**AIM OF THE EXERCISE:**
Start at the line below containing "# put a marker on the wall" and stop at the line containing "# put a marker on the marble". Repeat every line of that stretch exactly, and nothing outside it.

──────────────────────────────

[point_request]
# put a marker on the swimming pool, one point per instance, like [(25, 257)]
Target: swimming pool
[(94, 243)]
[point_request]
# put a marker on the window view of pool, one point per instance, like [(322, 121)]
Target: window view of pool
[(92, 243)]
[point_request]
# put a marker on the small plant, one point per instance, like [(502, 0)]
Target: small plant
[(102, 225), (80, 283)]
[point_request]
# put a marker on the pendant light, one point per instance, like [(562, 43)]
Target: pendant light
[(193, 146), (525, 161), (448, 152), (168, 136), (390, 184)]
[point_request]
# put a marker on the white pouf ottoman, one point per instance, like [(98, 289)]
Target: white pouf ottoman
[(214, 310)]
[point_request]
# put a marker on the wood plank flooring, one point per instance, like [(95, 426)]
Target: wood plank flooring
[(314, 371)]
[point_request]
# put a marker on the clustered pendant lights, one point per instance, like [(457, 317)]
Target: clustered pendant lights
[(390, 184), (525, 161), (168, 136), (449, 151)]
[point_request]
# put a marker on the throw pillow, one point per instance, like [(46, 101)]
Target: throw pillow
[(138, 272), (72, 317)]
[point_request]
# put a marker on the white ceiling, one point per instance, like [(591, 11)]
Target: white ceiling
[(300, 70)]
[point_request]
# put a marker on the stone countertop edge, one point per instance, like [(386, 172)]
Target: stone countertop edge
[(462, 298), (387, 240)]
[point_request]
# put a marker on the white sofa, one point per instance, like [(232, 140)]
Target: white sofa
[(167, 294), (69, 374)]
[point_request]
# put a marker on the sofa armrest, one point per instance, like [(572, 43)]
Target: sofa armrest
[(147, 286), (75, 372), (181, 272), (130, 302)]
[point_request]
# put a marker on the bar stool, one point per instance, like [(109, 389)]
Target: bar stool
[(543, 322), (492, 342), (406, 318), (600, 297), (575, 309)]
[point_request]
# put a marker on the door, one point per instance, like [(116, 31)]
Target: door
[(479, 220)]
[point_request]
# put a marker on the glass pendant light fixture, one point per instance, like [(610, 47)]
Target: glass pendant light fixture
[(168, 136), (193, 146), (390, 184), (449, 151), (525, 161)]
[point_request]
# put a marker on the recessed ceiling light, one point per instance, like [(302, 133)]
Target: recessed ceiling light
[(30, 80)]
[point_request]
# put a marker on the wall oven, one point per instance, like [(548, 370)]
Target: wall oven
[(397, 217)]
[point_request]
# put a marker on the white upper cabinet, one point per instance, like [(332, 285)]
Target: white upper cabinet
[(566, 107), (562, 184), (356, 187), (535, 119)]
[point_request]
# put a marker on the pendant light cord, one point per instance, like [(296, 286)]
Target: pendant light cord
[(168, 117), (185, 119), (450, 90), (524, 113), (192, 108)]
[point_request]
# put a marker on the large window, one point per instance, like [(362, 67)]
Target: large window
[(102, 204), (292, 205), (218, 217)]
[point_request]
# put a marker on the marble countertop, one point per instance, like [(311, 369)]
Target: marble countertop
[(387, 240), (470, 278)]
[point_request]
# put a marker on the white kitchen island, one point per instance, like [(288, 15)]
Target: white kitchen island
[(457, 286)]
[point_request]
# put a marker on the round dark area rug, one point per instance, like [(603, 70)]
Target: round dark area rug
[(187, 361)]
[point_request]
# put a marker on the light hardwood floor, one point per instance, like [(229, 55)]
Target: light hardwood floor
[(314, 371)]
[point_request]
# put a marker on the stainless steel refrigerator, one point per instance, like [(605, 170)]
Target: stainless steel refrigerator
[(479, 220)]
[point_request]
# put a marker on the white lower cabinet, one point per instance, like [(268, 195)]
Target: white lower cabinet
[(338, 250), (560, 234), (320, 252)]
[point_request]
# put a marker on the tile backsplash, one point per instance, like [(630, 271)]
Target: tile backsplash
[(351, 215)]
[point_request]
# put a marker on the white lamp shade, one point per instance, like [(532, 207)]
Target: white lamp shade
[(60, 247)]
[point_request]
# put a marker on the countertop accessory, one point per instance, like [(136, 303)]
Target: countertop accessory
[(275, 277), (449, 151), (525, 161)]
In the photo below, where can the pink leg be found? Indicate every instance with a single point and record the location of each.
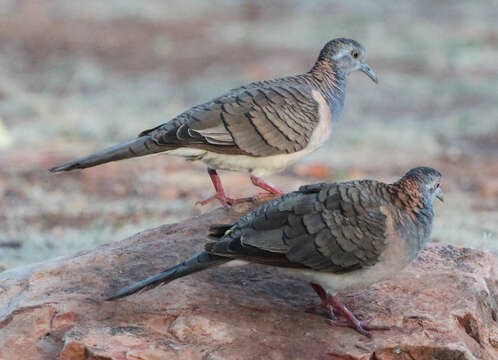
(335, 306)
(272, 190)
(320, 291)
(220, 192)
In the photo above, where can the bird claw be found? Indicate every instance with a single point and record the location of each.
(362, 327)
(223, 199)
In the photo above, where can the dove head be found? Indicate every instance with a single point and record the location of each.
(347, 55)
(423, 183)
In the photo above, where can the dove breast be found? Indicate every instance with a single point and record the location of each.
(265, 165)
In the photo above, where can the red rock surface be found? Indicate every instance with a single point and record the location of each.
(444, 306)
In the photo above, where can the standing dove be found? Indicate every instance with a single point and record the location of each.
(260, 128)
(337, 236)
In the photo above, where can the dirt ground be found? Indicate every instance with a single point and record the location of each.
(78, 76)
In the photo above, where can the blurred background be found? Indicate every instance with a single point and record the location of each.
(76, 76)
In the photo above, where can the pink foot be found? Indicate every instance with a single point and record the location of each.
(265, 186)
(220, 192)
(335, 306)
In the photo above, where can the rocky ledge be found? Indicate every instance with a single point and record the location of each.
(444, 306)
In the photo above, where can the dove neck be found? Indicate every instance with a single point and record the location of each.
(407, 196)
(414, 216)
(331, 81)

──────────────────────────────

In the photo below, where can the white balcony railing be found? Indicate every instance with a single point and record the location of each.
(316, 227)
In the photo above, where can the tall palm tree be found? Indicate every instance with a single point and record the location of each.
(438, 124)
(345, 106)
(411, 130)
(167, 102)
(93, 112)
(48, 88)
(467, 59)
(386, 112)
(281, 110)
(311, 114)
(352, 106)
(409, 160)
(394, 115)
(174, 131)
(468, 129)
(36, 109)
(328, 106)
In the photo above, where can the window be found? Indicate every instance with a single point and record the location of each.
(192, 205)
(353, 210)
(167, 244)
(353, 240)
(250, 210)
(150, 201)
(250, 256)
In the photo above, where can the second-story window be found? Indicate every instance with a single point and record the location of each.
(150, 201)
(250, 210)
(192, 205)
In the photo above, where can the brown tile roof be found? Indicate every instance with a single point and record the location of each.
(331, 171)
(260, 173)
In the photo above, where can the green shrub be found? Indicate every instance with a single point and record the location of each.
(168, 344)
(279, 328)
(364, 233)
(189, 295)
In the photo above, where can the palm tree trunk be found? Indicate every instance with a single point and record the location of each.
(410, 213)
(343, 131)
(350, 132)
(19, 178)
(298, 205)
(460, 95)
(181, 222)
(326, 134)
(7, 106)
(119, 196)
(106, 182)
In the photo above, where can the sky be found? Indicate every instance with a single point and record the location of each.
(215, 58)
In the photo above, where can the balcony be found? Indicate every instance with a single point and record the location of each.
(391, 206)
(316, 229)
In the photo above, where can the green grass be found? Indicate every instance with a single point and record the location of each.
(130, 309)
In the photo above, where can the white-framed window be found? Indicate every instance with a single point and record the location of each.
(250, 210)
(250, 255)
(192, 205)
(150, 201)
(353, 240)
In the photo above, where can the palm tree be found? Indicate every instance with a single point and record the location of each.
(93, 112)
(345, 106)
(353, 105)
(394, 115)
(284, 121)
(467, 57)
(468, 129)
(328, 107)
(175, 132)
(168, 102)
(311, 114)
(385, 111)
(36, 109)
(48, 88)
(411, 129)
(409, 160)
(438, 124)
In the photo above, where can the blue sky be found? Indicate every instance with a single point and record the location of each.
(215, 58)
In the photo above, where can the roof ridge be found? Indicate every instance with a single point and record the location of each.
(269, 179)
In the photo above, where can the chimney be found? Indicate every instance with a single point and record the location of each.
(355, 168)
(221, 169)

──────────────────────────────

**FINISHED TASK:**
# put a marker on the wall oven, one point per instance, like [(548, 370)]
Target: wall oven
[(397, 217)]
[point_request]
# put a marker on the white upper cabinet, one point per instance, like [(332, 285)]
Target: white upper cabinet
[(566, 107), (562, 184), (356, 187), (535, 119)]
[point_request]
# put a marker on the pendant light cord, one point per instance, like [(296, 286)]
Target: pendant light cord
[(168, 117), (185, 119), (450, 90), (524, 113), (192, 108)]
[point_request]
# put a marker on the large window, one point per instance, like [(362, 67)]
Target: large window
[(102, 204), (292, 205), (218, 217)]
[point_request]
# put a marker on the marble countertop, one point per instance, like [(311, 369)]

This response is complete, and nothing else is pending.